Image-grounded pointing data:
== Segment start ==

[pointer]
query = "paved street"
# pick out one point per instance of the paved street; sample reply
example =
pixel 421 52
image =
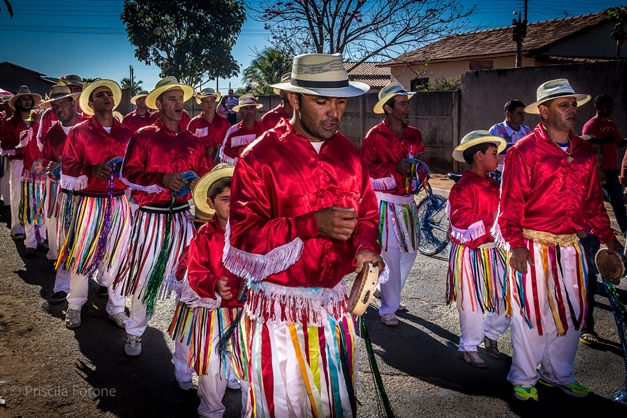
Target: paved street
pixel 418 359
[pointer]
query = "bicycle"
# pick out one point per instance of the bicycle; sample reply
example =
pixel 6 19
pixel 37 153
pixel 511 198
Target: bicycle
pixel 433 222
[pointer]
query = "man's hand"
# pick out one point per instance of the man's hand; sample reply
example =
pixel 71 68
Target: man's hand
pixel 518 259
pixel 371 257
pixel 223 289
pixel 101 171
pixel 173 181
pixel 336 222
pixel 403 166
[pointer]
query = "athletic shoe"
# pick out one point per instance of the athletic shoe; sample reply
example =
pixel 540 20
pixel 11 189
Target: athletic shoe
pixel 120 319
pixel 575 389
pixel 389 320
pixel 57 297
pixel 525 392
pixel 72 318
pixel 133 346
pixel 492 347
pixel 472 358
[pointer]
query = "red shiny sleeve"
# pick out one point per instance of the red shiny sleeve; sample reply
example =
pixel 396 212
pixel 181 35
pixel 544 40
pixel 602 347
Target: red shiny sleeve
pixel 199 273
pixel 135 163
pixel 516 185
pixel 253 228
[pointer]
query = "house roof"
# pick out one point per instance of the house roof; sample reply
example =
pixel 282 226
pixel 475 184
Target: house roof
pixel 370 73
pixel 499 42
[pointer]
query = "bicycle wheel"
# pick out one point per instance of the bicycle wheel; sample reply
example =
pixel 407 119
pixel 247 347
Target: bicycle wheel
pixel 434 225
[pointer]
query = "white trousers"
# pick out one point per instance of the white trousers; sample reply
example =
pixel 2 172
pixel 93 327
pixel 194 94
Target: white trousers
pixel 15 185
pixel 79 289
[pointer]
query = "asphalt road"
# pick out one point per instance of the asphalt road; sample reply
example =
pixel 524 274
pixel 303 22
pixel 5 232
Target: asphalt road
pixel 418 359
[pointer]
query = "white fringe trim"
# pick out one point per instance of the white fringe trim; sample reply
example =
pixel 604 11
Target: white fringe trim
pixel 257 267
pixel 385 183
pixel 73 183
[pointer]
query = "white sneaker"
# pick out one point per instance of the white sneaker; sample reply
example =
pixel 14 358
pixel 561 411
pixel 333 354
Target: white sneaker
pixel 389 320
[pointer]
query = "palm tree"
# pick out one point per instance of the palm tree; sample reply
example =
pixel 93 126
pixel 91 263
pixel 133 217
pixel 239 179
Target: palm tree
pixel 266 69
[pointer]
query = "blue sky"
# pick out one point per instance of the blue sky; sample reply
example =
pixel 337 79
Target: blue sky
pixel 86 37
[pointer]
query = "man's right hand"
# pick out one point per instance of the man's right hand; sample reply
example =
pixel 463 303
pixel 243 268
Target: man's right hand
pixel 174 181
pixel 519 258
pixel 336 222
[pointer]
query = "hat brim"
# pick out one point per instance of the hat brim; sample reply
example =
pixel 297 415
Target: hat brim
pixel 218 97
pixel 533 108
pixel 47 104
pixel 83 101
pixel 151 99
pixel 378 108
pixel 458 152
pixel 36 99
pixel 354 88
pixel 199 194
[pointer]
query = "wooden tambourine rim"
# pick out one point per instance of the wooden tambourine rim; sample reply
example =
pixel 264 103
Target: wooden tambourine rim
pixel 363 289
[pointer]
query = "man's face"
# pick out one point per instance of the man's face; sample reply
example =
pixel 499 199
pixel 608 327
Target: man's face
pixel 64 110
pixel 248 113
pixel 171 105
pixel 515 118
pixel 561 114
pixel 319 116
pixel 102 100
pixel 208 103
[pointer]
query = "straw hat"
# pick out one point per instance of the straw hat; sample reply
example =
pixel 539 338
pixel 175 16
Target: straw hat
pixel 321 75
pixel 24 91
pixel 247 100
pixel 166 84
pixel 139 95
pixel 206 92
pixel 609 265
pixel 552 90
pixel 475 138
pixel 83 101
pixel 58 92
pixel 389 91
pixel 285 78
pixel 199 194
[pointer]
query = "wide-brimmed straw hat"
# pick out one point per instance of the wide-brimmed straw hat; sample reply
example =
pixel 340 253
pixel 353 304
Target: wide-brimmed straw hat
pixel 321 75
pixel 25 91
pixel 83 101
pixel 166 84
pixel 475 138
pixel 389 91
pixel 203 210
pixel 554 89
pixel 72 80
pixel 139 95
pixel 247 100
pixel 58 92
pixel 206 92
pixel 285 78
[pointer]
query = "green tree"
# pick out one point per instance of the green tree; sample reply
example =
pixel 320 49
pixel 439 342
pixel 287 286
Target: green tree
pixel 360 30
pixel 188 39
pixel 136 85
pixel 266 69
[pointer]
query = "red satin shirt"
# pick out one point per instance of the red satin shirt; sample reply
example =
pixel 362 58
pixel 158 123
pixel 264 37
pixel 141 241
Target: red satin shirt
pixel 473 201
pixel 382 149
pixel 279 184
pixel 542 191
pixel 205 268
pixel 155 151
pixel 89 144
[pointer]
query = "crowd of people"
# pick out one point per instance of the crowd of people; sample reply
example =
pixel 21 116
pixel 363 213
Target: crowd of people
pixel 285 207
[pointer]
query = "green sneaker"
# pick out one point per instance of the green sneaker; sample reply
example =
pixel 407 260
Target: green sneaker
pixel 525 392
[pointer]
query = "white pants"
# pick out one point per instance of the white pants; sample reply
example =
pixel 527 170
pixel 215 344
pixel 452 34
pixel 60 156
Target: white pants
pixel 15 184
pixel 79 289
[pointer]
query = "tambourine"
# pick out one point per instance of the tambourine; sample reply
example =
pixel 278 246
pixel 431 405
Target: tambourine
pixel 363 289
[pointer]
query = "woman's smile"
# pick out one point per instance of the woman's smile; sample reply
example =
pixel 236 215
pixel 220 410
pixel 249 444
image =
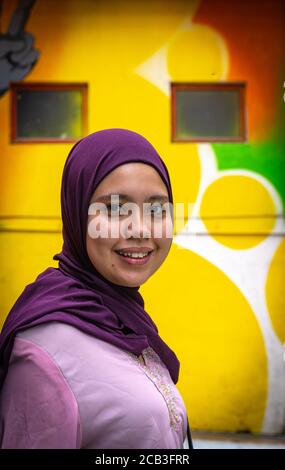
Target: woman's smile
pixel 135 256
pixel 138 248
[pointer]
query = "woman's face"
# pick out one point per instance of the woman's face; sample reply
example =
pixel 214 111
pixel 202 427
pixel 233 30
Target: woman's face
pixel 150 230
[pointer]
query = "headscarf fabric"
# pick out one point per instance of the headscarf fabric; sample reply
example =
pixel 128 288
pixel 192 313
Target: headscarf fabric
pixel 76 293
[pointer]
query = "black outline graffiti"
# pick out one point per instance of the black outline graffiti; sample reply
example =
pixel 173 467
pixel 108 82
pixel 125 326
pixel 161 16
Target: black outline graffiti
pixel 17 54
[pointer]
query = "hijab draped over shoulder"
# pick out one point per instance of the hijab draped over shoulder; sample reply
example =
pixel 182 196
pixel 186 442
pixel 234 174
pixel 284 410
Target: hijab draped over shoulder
pixel 76 293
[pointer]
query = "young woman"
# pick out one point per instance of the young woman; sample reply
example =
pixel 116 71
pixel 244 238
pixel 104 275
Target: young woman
pixel 82 363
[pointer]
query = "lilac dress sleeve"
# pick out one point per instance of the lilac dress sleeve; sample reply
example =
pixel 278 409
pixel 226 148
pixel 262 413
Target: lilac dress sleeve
pixel 38 409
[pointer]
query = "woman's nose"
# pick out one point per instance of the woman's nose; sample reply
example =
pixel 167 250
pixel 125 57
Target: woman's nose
pixel 139 225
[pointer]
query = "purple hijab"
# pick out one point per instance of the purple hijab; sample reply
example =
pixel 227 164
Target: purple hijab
pixel 75 292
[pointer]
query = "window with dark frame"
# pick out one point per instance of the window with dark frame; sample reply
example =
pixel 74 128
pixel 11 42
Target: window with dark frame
pixel 208 112
pixel 48 112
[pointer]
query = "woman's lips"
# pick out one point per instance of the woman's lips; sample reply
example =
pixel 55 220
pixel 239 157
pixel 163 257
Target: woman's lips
pixel 137 261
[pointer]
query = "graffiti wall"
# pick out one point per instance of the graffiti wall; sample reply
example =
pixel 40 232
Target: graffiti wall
pixel 218 299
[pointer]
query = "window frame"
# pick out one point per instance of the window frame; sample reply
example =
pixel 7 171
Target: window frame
pixel 46 86
pixel 240 86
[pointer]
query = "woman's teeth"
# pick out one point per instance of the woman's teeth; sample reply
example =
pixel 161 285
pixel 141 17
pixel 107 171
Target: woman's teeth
pixel 134 255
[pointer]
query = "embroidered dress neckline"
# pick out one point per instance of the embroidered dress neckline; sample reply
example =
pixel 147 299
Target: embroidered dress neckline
pixel 150 363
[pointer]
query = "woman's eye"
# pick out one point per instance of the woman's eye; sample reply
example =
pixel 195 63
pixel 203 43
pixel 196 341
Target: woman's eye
pixel 114 208
pixel 156 209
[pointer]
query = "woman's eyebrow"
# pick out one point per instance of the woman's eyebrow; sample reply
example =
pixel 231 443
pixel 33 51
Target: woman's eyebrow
pixel 126 197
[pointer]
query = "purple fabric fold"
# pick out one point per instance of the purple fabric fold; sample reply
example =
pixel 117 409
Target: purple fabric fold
pixel 75 292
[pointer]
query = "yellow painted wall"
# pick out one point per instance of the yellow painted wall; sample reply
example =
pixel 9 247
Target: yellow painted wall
pixel 127 52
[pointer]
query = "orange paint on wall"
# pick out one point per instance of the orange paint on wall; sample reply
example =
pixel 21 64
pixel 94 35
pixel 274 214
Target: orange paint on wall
pixel 254 32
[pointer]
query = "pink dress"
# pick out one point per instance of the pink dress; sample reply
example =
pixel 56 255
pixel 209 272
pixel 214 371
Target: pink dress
pixel 67 389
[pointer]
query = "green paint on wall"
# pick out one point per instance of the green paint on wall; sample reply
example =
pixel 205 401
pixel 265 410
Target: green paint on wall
pixel 265 158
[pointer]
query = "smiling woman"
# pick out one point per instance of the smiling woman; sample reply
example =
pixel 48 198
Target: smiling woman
pixel 137 253
pixel 82 362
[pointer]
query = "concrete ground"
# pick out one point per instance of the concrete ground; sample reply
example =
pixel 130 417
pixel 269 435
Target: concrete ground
pixel 216 440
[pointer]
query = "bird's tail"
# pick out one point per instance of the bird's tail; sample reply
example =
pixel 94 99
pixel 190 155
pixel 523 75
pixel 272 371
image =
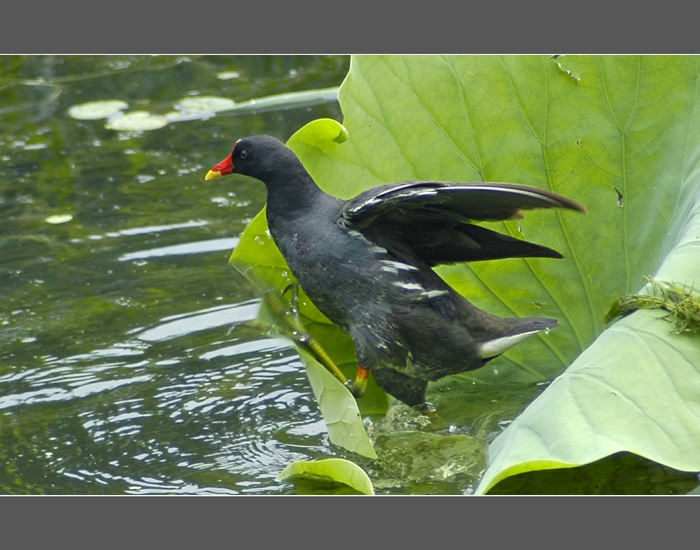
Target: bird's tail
pixel 519 329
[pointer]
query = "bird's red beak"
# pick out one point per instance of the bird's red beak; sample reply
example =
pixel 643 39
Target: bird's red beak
pixel 223 168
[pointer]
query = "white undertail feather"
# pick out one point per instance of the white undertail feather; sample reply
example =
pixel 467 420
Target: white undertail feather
pixel 495 347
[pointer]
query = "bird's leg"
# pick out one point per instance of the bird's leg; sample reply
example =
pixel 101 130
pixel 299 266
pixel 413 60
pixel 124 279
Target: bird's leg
pixel 304 338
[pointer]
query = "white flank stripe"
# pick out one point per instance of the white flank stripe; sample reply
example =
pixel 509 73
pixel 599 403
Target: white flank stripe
pixel 499 345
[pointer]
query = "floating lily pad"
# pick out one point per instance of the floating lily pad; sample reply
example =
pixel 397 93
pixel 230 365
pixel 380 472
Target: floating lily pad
pixel 228 75
pixel 97 109
pixel 330 469
pixel 138 121
pixel 59 218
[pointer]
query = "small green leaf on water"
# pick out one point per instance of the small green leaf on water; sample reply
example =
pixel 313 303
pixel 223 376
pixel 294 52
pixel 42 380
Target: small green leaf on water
pixel 204 104
pixel 97 109
pixel 330 469
pixel 227 75
pixel 138 121
pixel 59 218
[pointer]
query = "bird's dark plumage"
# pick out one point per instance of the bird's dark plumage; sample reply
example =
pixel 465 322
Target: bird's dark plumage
pixel 367 263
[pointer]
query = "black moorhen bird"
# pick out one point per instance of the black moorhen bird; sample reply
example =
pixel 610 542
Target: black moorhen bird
pixel 367 264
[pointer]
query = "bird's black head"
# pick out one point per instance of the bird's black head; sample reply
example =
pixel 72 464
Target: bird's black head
pixel 258 156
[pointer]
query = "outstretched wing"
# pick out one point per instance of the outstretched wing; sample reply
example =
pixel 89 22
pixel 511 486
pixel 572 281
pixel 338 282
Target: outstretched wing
pixel 433 218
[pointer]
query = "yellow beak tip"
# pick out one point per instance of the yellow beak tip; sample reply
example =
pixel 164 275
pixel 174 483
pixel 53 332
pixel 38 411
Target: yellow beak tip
pixel 212 175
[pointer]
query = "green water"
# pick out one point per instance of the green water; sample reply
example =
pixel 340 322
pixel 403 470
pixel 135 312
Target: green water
pixel 120 372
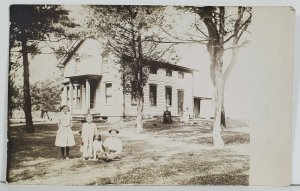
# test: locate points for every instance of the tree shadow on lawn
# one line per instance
(200, 134)
(185, 169)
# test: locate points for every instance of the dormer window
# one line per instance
(168, 72)
(153, 70)
(180, 75)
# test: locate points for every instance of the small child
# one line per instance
(113, 146)
(89, 131)
(64, 136)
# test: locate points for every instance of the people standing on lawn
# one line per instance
(64, 136)
(113, 146)
(186, 116)
(88, 134)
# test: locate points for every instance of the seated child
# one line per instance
(88, 133)
(98, 147)
(113, 146)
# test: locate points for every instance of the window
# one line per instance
(74, 99)
(152, 95)
(168, 95)
(78, 96)
(133, 99)
(105, 64)
(153, 70)
(168, 72)
(180, 75)
(180, 98)
(108, 93)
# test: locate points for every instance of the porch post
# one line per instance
(75, 97)
(64, 96)
(71, 97)
(87, 95)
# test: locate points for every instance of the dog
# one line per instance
(98, 146)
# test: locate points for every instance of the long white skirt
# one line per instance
(64, 137)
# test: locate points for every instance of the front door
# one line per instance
(180, 97)
(93, 84)
(197, 107)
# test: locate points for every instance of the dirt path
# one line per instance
(140, 151)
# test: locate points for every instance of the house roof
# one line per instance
(159, 64)
(70, 53)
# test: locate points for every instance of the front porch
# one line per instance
(79, 94)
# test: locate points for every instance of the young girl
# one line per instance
(65, 137)
(88, 133)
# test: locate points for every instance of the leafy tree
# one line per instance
(128, 36)
(221, 29)
(30, 25)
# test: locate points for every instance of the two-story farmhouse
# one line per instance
(93, 83)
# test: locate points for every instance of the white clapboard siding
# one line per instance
(161, 81)
(115, 108)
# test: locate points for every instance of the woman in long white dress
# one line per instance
(64, 136)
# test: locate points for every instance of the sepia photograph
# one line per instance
(144, 94)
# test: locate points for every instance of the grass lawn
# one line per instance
(172, 154)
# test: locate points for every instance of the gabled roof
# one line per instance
(70, 53)
(161, 64)
(148, 62)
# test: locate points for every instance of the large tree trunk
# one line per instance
(217, 78)
(139, 119)
(26, 86)
(223, 116)
(217, 139)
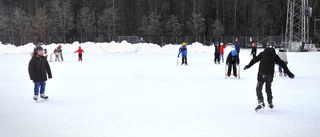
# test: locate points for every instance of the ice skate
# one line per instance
(271, 106)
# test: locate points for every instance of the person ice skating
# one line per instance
(183, 51)
(283, 56)
(222, 47)
(237, 46)
(267, 59)
(60, 52)
(217, 53)
(38, 69)
(254, 50)
(56, 53)
(232, 62)
(45, 53)
(80, 51)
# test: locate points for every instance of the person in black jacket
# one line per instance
(38, 70)
(232, 62)
(268, 58)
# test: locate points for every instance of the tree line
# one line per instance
(92, 18)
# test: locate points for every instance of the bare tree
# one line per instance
(174, 26)
(150, 25)
(87, 21)
(196, 24)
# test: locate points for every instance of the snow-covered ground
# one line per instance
(124, 90)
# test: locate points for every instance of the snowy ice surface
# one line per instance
(140, 92)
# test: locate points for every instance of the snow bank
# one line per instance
(112, 47)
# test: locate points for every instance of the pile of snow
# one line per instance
(112, 47)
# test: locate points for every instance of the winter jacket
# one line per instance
(253, 50)
(283, 55)
(232, 59)
(222, 49)
(80, 51)
(237, 47)
(59, 49)
(183, 50)
(39, 68)
(267, 59)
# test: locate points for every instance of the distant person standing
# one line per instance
(60, 52)
(222, 47)
(184, 51)
(80, 51)
(39, 70)
(232, 63)
(254, 50)
(283, 56)
(217, 53)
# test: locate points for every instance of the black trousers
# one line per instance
(268, 90)
(184, 60)
(234, 67)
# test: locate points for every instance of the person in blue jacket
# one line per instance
(232, 62)
(183, 50)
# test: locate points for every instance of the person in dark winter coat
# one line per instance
(59, 49)
(268, 58)
(254, 50)
(232, 62)
(184, 51)
(217, 53)
(38, 69)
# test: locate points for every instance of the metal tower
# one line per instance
(297, 26)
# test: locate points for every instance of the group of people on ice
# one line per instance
(267, 58)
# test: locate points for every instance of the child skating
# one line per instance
(268, 58)
(254, 50)
(184, 51)
(56, 54)
(222, 47)
(232, 63)
(80, 51)
(39, 70)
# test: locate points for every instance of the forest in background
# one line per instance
(63, 19)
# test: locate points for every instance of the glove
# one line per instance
(246, 67)
(290, 75)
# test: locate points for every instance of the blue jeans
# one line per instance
(39, 86)
(222, 56)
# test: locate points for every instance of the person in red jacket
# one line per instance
(222, 47)
(80, 51)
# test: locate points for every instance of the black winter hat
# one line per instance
(37, 48)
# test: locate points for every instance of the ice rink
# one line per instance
(147, 95)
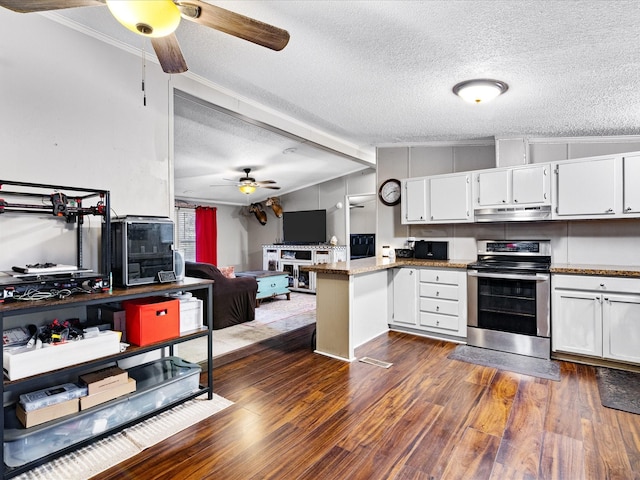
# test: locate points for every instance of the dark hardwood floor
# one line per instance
(299, 415)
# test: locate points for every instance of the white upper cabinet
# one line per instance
(414, 202)
(493, 188)
(517, 186)
(450, 198)
(588, 188)
(531, 185)
(631, 184)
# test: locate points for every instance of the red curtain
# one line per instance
(206, 235)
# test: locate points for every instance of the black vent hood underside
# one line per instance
(513, 214)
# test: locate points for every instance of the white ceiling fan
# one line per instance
(248, 185)
(158, 20)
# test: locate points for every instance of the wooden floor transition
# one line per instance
(300, 415)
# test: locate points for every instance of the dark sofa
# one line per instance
(234, 299)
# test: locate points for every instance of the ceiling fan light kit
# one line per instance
(158, 20)
(151, 18)
(480, 90)
(247, 189)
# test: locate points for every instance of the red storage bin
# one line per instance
(152, 319)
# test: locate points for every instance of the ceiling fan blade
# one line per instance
(234, 24)
(168, 52)
(26, 6)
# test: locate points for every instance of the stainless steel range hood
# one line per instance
(513, 214)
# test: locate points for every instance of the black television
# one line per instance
(304, 227)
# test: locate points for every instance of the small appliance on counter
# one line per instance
(404, 253)
(431, 250)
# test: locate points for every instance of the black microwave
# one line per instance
(141, 249)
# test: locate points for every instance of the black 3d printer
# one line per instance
(68, 204)
(142, 250)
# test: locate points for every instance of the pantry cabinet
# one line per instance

== Segment end ==

TASK DESCRIPTION
Scan the entries above for the string "jacket", and copy every line where it turns up.

TASK RESULT
# test: locate points for every instance of the person in black jacket
# test: locate points for every instance of the winter jacket
# test: locate points for every instance of the person in blue jacket
# test: locate points for every instance of the person in red jacket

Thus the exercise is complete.